● Task statement
For each entry that follows, write out an identical copy.

----- Exercise material -----

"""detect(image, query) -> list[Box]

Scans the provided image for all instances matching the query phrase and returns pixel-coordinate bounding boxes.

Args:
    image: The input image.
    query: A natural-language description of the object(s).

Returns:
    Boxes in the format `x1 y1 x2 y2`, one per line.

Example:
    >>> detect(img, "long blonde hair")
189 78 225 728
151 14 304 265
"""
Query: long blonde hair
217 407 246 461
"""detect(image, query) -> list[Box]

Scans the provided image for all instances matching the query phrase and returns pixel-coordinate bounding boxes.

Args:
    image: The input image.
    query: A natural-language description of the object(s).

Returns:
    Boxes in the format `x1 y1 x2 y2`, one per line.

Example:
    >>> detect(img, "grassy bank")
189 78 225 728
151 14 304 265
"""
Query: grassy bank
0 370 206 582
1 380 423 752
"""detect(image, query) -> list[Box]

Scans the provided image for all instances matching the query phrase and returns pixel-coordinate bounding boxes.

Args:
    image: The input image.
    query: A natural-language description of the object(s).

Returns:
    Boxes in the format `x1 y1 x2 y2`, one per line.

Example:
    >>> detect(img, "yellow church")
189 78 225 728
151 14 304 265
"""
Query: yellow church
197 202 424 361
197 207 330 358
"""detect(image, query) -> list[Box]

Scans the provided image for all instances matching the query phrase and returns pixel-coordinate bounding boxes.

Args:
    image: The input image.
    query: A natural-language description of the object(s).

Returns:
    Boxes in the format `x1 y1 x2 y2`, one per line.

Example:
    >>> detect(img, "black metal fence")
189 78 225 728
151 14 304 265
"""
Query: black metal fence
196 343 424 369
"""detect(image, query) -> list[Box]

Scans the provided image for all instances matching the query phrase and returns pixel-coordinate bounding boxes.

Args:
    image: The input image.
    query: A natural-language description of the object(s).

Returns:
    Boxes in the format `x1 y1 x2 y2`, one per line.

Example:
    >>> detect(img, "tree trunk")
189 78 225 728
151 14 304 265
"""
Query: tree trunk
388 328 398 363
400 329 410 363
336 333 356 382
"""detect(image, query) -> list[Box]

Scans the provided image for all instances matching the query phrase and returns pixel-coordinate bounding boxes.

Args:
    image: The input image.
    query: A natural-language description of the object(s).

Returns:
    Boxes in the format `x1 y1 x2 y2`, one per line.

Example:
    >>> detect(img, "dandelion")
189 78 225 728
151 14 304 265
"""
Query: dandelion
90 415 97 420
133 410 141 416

-----

● Expected answer
"""detect(image, query) -> list[Box]

Scans the provided image for all instances matching the query phrase and returns pixel-coordinate bounding boxes.

Args:
    image: The input image.
    query: A natural-language description of the object(s).

Returns:
    Boxes in the format `x1 y1 x2 y2`, one per line.

Example:
    >>> detect(img, "long blonde hair")
189 78 225 728
151 14 304 265
"""
Query: long blonde hair
217 407 246 461
"""detect(image, query) -> list[Box]

Scans the provided image for all instances matching the query phrase and returns pixel-coordinate bounding boxes.

Args:
    image: The input image.
    query: A natural-language description of the object(s).

Returns:
    Boxes in the format `x1 y1 x2 y2`, one per line.

Example:
    >>> detect(img, "grassy bank")
189 78 225 728
151 14 304 265
"""
Query: grassy bank
0 370 206 582
1 380 423 752
"""detect(image, query) -> list[Box]

Scans the provided image for all instances matching the query phrase and returns pixel-coordinate bounding boxes.

Args:
    image: The input image.
    query: A natural-language description of the object(s).

Returns:
    Boxes in the format `x1 y1 x2 y2`, one per line.

Example:
    >>> detect(img, "yellow church")
189 78 225 728
151 14 304 265
"""
Query: yellow church
197 202 424 361
197 207 330 358
"""detect(image, query) -> list[Box]

Scans the provided image for all instances matching the query phrase and returns pixel-coordinate bounding boxes.

Args:
    image: The input image.
    query: A natural-language description of the object(s).

Returns:
    Boxes in the format `x1 y1 x2 y2`, one per line.

Example:
    >>> detect(img, "black metal fence")
189 78 225 728
151 14 304 265
"""
Query: black metal fence
196 343 424 369
"""detect(image, query) -> list[Box]

Scans the provided image for all instances matching the query phrase and returns pixel-coordinate bounding boxes.

Args:
    image: The input image.
    query: A natural-language description of the object(s).

Returns:
    Boxes in the format `x1 y1 x2 y2`, one per line.

Example:
    >>> detect(img, "tree trunk")
189 78 225 728
151 14 304 265
"""
Query: tree trunk
388 328 398 363
400 329 410 363
336 333 356 382
"""detect(image, query) -> list[Box]

Scans the provided image for all instances matching the query phrase and returns pixel-coordinate bounding boxes.

Args:
    image: The input image.
    query: A natural-language description of the object(s).

Returns:
    Boxes in the format `x1 y1 x2 y2`, one per line.

Example:
    >>> detect(img, "dandelion")
189 78 225 728
151 14 304 265
"""
Query: dandelion
90 415 97 420
133 410 141 416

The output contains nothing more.